**Records shown:**
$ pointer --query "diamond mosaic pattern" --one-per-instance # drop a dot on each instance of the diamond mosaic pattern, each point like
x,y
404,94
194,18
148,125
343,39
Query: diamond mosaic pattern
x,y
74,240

**Written instruction:** Print every one of the entries above again, line for line, with no changes.

**Solution to this problem:**
$ pointer --query "diamond mosaic pattern" --one-per-instance # drop a dot on each instance of the diamond mosaic pattern, each point like
x,y
404,94
194,18
148,125
343,39
Query: diamond mosaic pattern
x,y
74,240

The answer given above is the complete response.